Raw records
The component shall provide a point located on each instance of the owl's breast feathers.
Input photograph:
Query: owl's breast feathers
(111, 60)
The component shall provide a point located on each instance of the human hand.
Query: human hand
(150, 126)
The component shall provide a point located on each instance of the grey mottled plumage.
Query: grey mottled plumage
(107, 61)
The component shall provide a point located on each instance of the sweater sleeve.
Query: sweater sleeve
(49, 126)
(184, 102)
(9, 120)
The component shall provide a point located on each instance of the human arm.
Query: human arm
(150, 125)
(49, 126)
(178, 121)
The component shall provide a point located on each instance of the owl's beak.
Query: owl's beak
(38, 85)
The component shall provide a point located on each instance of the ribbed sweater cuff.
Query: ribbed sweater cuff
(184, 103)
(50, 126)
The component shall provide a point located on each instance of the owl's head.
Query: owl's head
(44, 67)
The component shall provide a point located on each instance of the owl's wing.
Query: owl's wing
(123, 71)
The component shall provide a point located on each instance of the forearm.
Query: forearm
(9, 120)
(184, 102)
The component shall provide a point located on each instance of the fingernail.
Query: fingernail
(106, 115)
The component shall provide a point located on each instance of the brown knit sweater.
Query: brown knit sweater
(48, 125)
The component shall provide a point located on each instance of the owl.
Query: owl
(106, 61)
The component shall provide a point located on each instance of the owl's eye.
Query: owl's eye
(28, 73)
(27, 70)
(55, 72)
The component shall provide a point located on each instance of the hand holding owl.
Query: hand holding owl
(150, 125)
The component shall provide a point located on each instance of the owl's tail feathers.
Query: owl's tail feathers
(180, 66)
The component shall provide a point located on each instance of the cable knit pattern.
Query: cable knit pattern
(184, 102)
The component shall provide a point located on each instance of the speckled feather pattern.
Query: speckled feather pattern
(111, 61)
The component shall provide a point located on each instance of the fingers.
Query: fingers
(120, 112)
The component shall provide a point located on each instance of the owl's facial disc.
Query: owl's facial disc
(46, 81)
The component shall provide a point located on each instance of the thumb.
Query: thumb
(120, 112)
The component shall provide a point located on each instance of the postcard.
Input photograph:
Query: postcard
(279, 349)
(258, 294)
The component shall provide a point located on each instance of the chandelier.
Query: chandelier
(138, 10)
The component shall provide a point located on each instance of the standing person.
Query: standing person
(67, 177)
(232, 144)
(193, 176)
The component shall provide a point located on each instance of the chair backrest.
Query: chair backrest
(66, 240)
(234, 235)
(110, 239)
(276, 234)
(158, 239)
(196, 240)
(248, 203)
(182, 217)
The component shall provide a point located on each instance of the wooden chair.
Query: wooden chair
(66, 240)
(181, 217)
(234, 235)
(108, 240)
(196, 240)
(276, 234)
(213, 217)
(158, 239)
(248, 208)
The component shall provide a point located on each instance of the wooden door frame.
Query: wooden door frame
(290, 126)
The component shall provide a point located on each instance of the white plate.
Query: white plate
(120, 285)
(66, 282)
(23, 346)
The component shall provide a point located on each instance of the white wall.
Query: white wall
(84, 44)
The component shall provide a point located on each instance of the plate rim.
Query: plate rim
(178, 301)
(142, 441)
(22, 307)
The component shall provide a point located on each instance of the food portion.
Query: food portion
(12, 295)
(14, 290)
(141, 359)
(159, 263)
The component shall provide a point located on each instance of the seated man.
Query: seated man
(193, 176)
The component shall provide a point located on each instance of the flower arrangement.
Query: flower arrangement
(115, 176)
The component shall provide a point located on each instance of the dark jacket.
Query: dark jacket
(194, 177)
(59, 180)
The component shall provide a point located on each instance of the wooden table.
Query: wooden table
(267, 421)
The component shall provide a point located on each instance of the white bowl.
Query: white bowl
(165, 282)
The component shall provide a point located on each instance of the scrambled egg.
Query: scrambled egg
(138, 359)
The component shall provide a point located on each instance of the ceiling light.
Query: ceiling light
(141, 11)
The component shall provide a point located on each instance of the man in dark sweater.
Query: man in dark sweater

(Given task)
Write out every line again from the one containing "the food portion." through the end of the entries, requests included. Multiply each coordinate in the answers by 1.75 and round the results to whole numbers, rounding halves up.

(Right answer)
The component shall provide a point located on each instance of the food portion.
Query: food portion
(21, 516)
(25, 508)
(247, 628)
(278, 460)
The component shall provide a point located on each instance of the seated man.
Query: seated man
(338, 308)
The component shall provide a point located on each instance of the flower arrangement.
Query: flower arrangement
(201, 308)
The component shall provide a point located on each instance of the dark jacket.
Query: dark jacket
(340, 310)
(103, 315)
The component shall provide a point located on each instance of the wooden table.
Query: wooden table
(467, 737)
The component shall provide a point located on each instance of the white bowl.
Query: white bowl
(289, 494)
The component shall provide a point located on each instance of the scrambled egg.
Query: scrambled egg
(242, 628)
The component shall provide a point located on each instance of the ceiling light.
Query: ceiling light
(247, 19)
The component shall provide a point located on each instance of the man in dark sweater.
Query: man in dark sweater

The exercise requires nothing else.